Point-per-instance localization data:
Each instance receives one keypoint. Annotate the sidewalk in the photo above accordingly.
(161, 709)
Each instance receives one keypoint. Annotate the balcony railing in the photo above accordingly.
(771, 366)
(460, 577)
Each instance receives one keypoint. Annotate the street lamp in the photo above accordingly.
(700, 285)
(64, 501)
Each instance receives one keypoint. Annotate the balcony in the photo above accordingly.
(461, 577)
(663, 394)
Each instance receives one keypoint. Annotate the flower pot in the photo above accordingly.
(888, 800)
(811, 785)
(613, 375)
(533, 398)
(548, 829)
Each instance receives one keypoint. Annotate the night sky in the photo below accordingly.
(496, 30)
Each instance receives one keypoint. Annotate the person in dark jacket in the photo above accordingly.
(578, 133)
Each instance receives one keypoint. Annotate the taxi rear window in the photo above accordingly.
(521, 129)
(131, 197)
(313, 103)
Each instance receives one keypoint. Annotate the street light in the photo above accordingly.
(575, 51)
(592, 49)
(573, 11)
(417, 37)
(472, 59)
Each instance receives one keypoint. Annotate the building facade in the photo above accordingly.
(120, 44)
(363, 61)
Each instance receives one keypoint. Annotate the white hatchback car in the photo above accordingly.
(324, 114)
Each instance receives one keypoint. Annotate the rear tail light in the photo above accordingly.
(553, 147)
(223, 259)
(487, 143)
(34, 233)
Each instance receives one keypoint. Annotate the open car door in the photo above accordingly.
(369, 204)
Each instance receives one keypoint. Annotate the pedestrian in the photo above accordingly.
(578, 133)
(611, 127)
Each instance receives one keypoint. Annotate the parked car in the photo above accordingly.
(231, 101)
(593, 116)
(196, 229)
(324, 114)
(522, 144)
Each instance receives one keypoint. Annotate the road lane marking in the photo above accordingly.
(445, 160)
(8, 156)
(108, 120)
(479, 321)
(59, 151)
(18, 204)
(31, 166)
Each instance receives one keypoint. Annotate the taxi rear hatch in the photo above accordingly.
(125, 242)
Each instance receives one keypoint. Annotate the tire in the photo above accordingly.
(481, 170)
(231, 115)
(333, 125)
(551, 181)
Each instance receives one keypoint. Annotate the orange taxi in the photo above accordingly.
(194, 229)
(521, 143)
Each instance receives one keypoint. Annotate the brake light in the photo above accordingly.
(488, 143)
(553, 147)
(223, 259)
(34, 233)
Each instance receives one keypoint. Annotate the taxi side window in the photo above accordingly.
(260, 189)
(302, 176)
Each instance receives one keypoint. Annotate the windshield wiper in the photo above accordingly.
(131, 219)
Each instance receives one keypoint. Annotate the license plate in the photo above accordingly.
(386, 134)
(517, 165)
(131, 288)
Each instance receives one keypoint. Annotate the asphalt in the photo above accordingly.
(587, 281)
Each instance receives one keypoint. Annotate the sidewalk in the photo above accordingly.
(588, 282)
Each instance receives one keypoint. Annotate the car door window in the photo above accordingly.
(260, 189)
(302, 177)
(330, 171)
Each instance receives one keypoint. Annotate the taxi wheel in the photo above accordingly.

WORK TO BE COMPLETED:
After locating the line that holds "Each instance receives one keypoint. Annotate the brake", print it and each line after it through the end of the data, exactly as it stands.

SOLVED PROBLEM:
Each instance receives one keypoint. Annotate the brake light in the photo above accordingly.
(488, 143)
(553, 147)
(223, 259)
(34, 233)
Each instance receives one keypoint. Annotate the taxi side window in the photo above accordingly.
(260, 189)
(302, 176)
Each instance receives one keypoint. Annotate the windshield wiper in the photo above accordingly.
(131, 219)
Each instance receives one keypoint. Annotate the license plate in the photo above accordingly.
(386, 134)
(517, 165)
(131, 288)
Each instance receives one keypoint. Annotate the asphalt in the photo above accordingly.
(587, 281)
Each instance receives one keypoint. Annotate the sidewalk in the photo above accordingly.
(588, 282)
Each instance receives one keypoint. Annotate the car door window in the photo above accordingly.
(260, 189)
(302, 177)
(330, 171)
Each instance receives one keypoint. Annotate the taxi wheel in the photo above accordingly.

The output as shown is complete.